Short task:
The entries below should be quoted exactly, with no pictures carried over.

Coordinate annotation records
┌──

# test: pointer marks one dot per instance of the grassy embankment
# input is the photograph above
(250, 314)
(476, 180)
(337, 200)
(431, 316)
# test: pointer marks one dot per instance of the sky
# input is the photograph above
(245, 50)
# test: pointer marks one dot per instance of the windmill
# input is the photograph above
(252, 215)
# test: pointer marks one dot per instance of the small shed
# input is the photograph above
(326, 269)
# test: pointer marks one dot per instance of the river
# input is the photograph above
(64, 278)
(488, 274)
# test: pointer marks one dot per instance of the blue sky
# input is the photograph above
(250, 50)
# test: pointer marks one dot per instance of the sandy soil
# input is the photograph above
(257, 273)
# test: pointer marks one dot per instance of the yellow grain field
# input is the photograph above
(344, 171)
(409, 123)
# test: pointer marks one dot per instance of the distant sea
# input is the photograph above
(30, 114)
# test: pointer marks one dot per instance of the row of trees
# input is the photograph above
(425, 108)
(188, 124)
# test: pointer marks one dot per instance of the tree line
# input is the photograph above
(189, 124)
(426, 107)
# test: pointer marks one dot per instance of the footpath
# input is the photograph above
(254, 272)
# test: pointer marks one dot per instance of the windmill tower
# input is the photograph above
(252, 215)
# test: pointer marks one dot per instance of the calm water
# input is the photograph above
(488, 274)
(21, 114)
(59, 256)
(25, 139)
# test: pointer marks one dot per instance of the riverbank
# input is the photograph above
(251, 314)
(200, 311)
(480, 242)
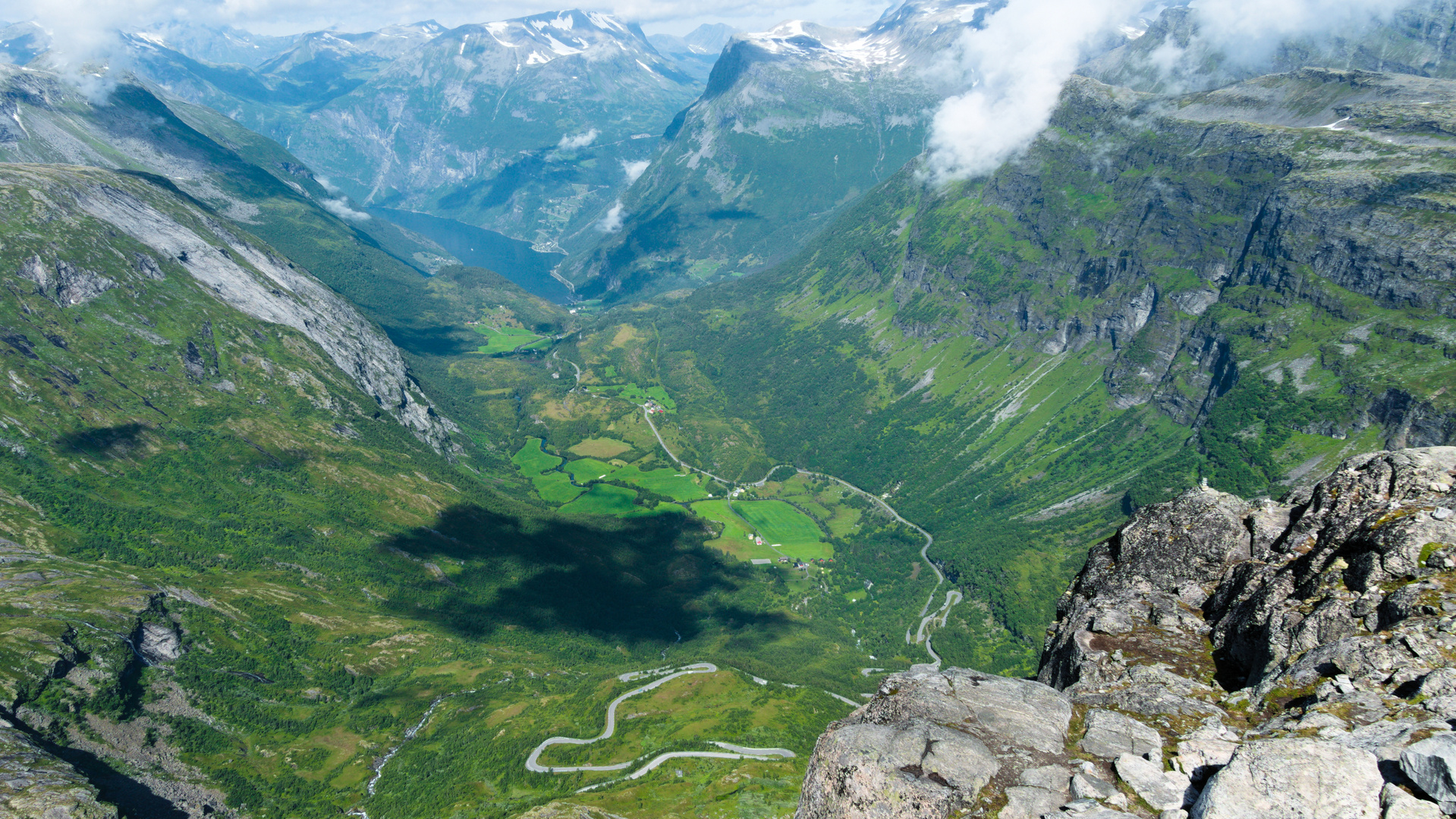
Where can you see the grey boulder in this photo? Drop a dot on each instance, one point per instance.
(1432, 765)
(1294, 779)
(1400, 805)
(1162, 790)
(1112, 733)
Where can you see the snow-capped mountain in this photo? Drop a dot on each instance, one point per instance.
(219, 44)
(795, 123)
(20, 42)
(523, 125)
(698, 50)
(526, 127)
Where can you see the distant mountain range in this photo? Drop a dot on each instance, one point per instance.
(529, 127)
(698, 50)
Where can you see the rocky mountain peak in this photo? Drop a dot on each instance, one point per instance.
(1215, 659)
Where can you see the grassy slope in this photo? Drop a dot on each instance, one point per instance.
(307, 543)
(912, 348)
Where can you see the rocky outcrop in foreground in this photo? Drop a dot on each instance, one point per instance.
(1215, 659)
(36, 784)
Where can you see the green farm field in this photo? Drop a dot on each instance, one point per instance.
(507, 339)
(533, 460)
(555, 488)
(779, 522)
(736, 537)
(603, 499)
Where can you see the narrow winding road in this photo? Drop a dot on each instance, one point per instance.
(926, 617)
(731, 751)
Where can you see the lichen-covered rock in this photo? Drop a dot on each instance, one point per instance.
(929, 742)
(1297, 657)
(36, 784)
(1110, 733)
(1432, 765)
(1162, 790)
(1400, 805)
(1294, 779)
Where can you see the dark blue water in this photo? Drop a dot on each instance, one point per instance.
(480, 248)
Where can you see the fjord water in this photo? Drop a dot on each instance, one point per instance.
(481, 248)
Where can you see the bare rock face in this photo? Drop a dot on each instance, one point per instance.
(269, 288)
(64, 283)
(1110, 735)
(929, 742)
(158, 643)
(1299, 658)
(1296, 779)
(36, 784)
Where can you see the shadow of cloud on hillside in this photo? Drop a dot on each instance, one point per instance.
(117, 440)
(637, 579)
(436, 340)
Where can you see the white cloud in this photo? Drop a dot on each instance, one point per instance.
(570, 142)
(1250, 31)
(634, 169)
(612, 221)
(1015, 67)
(342, 210)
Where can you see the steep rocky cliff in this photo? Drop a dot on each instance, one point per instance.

└──

Output:
# test: pointer marks one dot per instance of the grassy embankment
# input is the photograph above
(250, 314)
(476, 180)
(337, 200)
(431, 316)
# test: pointer marks one dot per instance of the sky
# input is the photograph above
(245, 50)
# test: pointer marks one dot per instance of the windmill
# input is the photograph above
(252, 215)
# test: pointer marks one dot per instance of the small shed
# input is the photograph above
(326, 269)
# test: pointer marks one dot per instance of the river
# input is the photograph above
(64, 278)
(488, 274)
# test: pointer marks one dot per instance of the blue sky
# input is the photograph above
(250, 50)
# test: pointer marks one dot per instance of the sandy soil
# input is the photograph above
(257, 273)
# test: pointer marks one dot per instance of the yellow grain field
# input is the photograph above
(344, 171)
(409, 123)
# test: pointer marks one dot per instance of the distant sea
# input is the photograph above
(30, 114)
# test: pointer marks one dot per instance of the row of trees
# input is the photograph above
(425, 108)
(188, 124)
# test: pointer marks one dot per instance of the tree line
# input is the photograph above
(189, 124)
(426, 107)
# test: pointer marks one dot per instance of the footpath
# input is the photograph above
(254, 272)
# test: pointer marks one dot per instance of the windmill tower
# input is the photograph above
(252, 215)
# test: pointer marks one dot per instance of the calm water
# input is the photograph above
(488, 274)
(21, 114)
(59, 256)
(25, 139)
# test: pointer marks one dot per instance of the riverbank
# input is the photograph above
(251, 314)
(200, 311)
(480, 242)
Where can you see the grey boulder in this photo? Drop a dot on each instance, one point per instance.
(1432, 765)
(1294, 779)
(1400, 805)
(1162, 790)
(1112, 733)
Where can you see the snow-capped mountain in this photo? Drop a dot on each instance, one point per instance.
(219, 44)
(795, 123)
(20, 42)
(523, 125)
(698, 50)
(526, 127)
Where can you see the distant mountain range in this photo? Drop a dot on each instance, one point per instance.
(529, 127)
(698, 50)
Where can you see the rocky mountain peak in this photo? Drop a dot on each instance, one point per instance.
(1215, 659)
Where can you see the grassy slope in this photo? Drop a dot on each instance, one point per instance.
(307, 543)
(912, 348)
Where can you see the rocky outcrop in foreground in this photo? Drop a dot on each instance, one point per instance.
(1215, 659)
(36, 784)
Where can you see the green farm field in this photo? Drop a dot on each instance, one point per instance.
(507, 339)
(533, 460)
(555, 488)
(779, 522)
(736, 537)
(603, 499)
Where can you see the narrow winding road in this photo? Drop a dot on each instance, one point per instance.
(926, 617)
(731, 751)
Where can you see the lichen-covered rock in this photo? Drop a dot on each instance, one point per instance.
(929, 742)
(1297, 657)
(36, 784)
(1110, 733)
(1432, 765)
(1162, 790)
(1400, 805)
(1294, 779)
Where can you see the dark blue water in this photo? Drop a dot on each instance, one point per instance.
(480, 248)
Where can you see the fjord water in this photo? Drop a dot on each instance, one point per instance.
(481, 248)
Where can you see the bare rock face in this photo? Drop a dot on each instance, one point per instance.
(269, 288)
(64, 283)
(1110, 735)
(929, 742)
(158, 643)
(1299, 658)
(1296, 779)
(36, 784)
Where can you see the shadow of cloud on hillside in this photo? Drop a dot on each instance, one point per instance.
(117, 440)
(637, 579)
(436, 340)
Where can you see the white cloud in this photo? Drop a dot on each instance, one point per instance.
(570, 142)
(1250, 31)
(634, 169)
(612, 221)
(1015, 67)
(342, 210)
Where can you see the steep rocky cliff in this photo? Drop a dot on each instance, one point per instance.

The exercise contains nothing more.